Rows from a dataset
▼

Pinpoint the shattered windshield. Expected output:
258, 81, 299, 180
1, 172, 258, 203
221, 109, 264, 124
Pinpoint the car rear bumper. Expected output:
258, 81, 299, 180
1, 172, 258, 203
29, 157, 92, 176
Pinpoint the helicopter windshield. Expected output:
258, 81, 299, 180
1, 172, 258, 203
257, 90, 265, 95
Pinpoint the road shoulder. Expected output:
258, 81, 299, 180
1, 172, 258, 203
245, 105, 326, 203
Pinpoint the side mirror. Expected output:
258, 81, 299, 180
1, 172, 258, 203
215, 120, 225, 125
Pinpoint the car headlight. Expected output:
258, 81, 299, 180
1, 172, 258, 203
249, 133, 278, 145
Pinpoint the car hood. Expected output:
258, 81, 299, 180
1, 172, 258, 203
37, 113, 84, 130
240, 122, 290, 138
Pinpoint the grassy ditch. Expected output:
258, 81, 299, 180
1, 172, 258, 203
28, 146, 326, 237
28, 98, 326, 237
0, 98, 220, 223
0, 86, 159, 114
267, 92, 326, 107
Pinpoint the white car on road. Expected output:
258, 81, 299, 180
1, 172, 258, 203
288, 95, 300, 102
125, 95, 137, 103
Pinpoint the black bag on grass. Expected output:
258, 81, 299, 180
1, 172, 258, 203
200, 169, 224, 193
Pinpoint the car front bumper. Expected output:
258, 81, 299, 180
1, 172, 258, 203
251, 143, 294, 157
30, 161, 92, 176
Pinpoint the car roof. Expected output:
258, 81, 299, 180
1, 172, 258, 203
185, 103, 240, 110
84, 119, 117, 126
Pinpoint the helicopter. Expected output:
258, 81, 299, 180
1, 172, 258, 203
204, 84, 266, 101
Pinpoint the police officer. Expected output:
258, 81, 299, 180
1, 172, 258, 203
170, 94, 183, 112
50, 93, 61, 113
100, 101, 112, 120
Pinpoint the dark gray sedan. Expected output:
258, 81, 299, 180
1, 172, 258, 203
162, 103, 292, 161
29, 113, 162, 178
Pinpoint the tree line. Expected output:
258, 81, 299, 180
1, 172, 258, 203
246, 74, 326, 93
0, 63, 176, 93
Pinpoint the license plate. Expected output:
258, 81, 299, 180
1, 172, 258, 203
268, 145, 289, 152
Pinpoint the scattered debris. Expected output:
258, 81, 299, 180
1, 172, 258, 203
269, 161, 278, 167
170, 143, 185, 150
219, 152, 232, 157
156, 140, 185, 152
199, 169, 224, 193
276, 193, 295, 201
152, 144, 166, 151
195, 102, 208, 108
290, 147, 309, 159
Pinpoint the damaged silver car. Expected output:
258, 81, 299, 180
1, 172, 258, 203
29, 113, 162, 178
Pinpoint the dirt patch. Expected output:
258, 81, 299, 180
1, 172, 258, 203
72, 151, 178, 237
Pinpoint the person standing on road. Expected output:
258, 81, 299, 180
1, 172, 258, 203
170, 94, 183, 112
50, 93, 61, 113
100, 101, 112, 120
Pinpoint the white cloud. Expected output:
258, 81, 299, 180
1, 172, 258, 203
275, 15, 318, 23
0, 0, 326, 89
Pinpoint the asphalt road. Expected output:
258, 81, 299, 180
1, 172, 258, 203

▲
▼

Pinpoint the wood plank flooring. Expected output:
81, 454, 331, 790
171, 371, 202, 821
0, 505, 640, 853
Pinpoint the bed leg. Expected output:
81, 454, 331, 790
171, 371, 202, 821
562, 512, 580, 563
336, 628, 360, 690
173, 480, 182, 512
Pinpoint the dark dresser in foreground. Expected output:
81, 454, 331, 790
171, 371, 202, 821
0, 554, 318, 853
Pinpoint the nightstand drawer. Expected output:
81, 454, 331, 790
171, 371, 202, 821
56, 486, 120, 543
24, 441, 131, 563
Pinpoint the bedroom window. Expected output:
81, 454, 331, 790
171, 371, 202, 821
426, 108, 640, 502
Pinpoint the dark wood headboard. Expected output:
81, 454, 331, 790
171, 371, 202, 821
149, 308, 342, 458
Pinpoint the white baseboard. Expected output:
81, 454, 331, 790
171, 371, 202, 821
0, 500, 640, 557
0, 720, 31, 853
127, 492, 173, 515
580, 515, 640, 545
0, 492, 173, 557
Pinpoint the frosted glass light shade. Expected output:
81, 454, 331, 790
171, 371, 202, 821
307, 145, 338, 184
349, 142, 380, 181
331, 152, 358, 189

▲

**Work required**
Copy the material above verbatim, from the line with "Pinpoint the white car" up to and including the line with "200, 169, 224, 193".

**Task response**
Pinpoint the white car on road. Expected output:
258, 81, 299, 180
1, 172, 258, 203
288, 95, 300, 102
125, 95, 137, 103
Pinpoint the black bag on grass. Expected output:
258, 81, 299, 180
1, 172, 258, 203
200, 169, 224, 193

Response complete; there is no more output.